* Task details
Write out the records below without any change, starting at the line that contains "yellow hi-vis jacket?" and ending after the line that contains "[47,136,55,154]".

* Entries shown
━━━━━━━━━━━━━━━━━━━━━━━━━━━━━━
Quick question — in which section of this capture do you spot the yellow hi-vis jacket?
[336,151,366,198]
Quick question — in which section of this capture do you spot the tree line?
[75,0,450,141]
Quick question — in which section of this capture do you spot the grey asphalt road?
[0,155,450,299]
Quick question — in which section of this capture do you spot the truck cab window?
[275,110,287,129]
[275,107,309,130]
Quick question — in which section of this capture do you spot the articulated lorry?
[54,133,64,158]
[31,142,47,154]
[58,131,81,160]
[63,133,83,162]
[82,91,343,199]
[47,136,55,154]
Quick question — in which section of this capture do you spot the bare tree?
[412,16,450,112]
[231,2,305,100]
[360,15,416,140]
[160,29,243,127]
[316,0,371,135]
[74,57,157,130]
━━━━━━━━━━━━━━━━━━━━━━━━━━━━━━
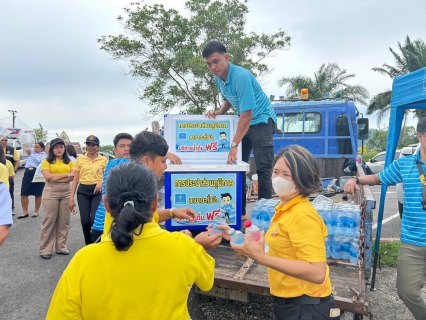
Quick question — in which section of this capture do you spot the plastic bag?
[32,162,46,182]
━━━━━━━━━━━━━━━━━━━━━━━━━━━━━━
* Response below
Quick question — in which section of this capture do you spot the yellow hi-vis jacket?
[336,151,366,198]
Quick question — in which section of this capture do you spot the tree line?
[75,0,450,141]
Quick question — in which section of this capture do you spot the grey asphalt road?
[0,155,450,299]
Quick question — in which section of this capture do you spot the truck cab window?
[275,110,287,129]
[275,107,309,130]
Quick question — in which section of this capture do you spot the articulated lorry?
[54,133,64,158]
[31,142,47,154]
[58,131,81,160]
[63,133,83,162]
[82,91,343,199]
[47,136,55,154]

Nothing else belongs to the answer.